# [Your task]
Copy every one of the items below word for word, line by line.

# # # #

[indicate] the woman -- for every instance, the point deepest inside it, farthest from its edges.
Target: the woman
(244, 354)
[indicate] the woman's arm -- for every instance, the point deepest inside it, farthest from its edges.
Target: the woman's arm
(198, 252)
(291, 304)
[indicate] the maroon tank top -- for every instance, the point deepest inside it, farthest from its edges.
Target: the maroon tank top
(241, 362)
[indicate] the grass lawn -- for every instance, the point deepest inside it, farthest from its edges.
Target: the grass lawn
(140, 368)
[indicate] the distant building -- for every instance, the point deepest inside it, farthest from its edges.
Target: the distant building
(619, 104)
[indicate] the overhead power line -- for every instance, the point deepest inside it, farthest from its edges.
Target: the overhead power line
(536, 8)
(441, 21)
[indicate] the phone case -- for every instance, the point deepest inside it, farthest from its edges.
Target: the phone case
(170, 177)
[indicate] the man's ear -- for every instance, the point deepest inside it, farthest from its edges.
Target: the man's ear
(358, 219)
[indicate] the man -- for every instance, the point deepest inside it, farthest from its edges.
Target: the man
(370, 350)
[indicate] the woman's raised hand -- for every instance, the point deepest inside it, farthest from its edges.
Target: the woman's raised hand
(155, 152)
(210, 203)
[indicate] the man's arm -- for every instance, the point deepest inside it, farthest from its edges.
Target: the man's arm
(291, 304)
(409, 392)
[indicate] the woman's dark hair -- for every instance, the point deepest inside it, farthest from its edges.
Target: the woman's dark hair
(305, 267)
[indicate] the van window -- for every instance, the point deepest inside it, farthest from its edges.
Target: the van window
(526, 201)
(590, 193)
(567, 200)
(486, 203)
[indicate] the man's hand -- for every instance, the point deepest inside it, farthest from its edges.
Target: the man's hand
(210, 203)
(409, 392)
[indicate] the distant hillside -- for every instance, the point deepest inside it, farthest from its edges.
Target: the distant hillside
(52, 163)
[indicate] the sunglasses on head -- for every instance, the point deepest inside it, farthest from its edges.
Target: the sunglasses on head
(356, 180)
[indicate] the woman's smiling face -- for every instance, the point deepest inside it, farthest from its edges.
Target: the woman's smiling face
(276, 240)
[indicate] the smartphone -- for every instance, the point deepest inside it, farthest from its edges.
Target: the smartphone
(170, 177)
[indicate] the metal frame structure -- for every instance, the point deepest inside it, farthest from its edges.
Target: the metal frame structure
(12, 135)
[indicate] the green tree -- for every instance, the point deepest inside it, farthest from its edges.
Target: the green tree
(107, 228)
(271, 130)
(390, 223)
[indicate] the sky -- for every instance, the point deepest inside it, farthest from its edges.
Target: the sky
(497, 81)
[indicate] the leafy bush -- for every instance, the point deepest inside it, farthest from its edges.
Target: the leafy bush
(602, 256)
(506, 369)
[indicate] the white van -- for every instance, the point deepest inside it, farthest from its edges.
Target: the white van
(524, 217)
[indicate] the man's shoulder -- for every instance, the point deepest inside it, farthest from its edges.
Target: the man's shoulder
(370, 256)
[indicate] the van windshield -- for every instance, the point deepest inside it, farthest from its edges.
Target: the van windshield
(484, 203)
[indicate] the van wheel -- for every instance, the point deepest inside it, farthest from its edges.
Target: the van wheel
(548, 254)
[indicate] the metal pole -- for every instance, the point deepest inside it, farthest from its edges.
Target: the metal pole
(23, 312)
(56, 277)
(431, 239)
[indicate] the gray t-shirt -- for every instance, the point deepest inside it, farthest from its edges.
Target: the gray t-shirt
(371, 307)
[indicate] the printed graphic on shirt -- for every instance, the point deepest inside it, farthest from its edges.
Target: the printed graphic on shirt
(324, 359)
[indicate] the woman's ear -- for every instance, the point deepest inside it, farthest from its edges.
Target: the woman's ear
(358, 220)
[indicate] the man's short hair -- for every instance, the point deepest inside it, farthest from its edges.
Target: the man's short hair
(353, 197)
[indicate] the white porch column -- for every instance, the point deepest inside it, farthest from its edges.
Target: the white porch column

# # # #

# [Output of the task]
[indicate] the woman -- for every instance, the point deepest inside it, farthest from its edges.
Target: the woman
(244, 354)
[indicate] the woman's arm -- for every instance, the point deepest inside it, farthest from its edges.
Target: the woman's arm
(198, 252)
(291, 304)
[indicate] the maroon tank top -- for every instance, the point deepest inside it, farthest from its edges.
Target: the maroon tank top
(241, 362)
[indicate] the grass lawn -- for every instance, the point deepest inside it, farthest from its edges.
Target: the grass lawn
(140, 368)
[indicate] the distant building -- for every instance, the point deepest inside it, farthest from its edges.
Target: the distant building
(619, 104)
[indicate] the overhead power line -- for every instance, the point deepest inside it, farthest from its edges.
Target: the overhead power line
(536, 8)
(441, 21)
[indicate] the phone case -- for every instance, the point deepest inside it, farthest from its edges.
Target: the phone case
(170, 177)
[indicate] the man's ear -- for every instance, the point deepest inside it, farthest from its edges.
Target: the man's ear
(358, 219)
[indicate] the man -- for every instance, the point deepest inside it, farthest from its edges.
Target: the man
(370, 350)
[indicate] the woman's raised hand -- for every instance, the point deepest inside it, farthest from its edges.
Target: the woman's raised hand
(155, 152)
(210, 203)
[indicate] the man's arm -- for every instance, the point deepest inside it, farthest from its edges.
Target: the man's arm
(291, 304)
(409, 392)
[indicate] the woman's dark hair -- for every instance, the point deepest inside it, farthest from its edges.
Target: the woman's dark hair
(305, 267)
[indicate] the van window -- for every instance, the point deepest inside it, farthest from its edges.
Target: the van window
(526, 201)
(590, 193)
(567, 200)
(486, 203)
[indicate] the man's hand -- for every instance, the point deepest inside it, farthest from its edges.
Target: the man's hand
(210, 203)
(409, 392)
[indicate] the distant hillside -- for every instance, the point deepest inside it, farthest from its edges.
Target: the distant hillside
(52, 163)
[indicate] the sunglasses on head -- for every instance, the point deepest inside it, farthest from its edges.
Target: the sunglasses on head
(356, 180)
[indicate] the woman's smiling face -- for every instance, the point deepest inside it, farthest from its edges.
Target: the woman's smiling face
(276, 240)
[indicate] the smartphone -- for every instance, the point deepest inside it, farthest from its edges.
Target: the smartphone
(170, 177)
[indicate] the metal frame structure -- for every instance, the point deepest inside it, farthest from its edges.
Target: the metal frame structure
(12, 135)
[indicate] the green tree -- for every instance, the point deepest inside it, farthest from its edges.
Target: the green tree
(107, 228)
(271, 130)
(390, 223)
[indicate] the sky -- for every instance, the point deepest inside it, farthest from its edges.
Target: the sky
(497, 81)
[indicate] the leafy bush -- for every instance, the point deepest inside it, farthest from its edges.
Target: the leafy bush
(602, 256)
(506, 369)
[indicate] the white van -- for every instance, the point deepest inside it, farthest from its edges.
Target: the white van
(524, 217)
[indicate] the man's shoulder -- for every instance, the point deepest inside it, farthest from its edges.
Target: the man's shoulder
(370, 256)
[indicate] the van windshield -- for every instance, the point deepest inside it, farthest from its edges.
Target: the van windshield
(484, 203)
[indicate] the van wheel -- for every instance, the point deepest inside it, farthest from its edges.
Target: the van wheel
(548, 254)
[indicate] the metal pole -- for every instance, the point deepest inside it, farthest from its edges.
Target: the metal pole
(23, 312)
(56, 277)
(431, 239)
[indicate] the gray t-shirt -- for every instance, the point deepest inside it, farthest from its edges.
Target: the gray t-shirt
(371, 307)
[indicate] the printed graphic on shirt -- for every instance, the point deepest inside it, farthest from its edges.
Target: the printed graphic on shirt
(324, 359)
[indicate] the woman's ear -- for every instance, the point deepest inside it, farthest from its edges.
Target: the woman's ear
(358, 220)
[indicate] the man's short hair -- for every instance, the point deepest inside it, farthest from its edges.
Target: the man's short hair
(353, 197)
[indicate] the white porch column -- for every instance, the point deepest inside it, farthest from its edges.
Target: the white porch column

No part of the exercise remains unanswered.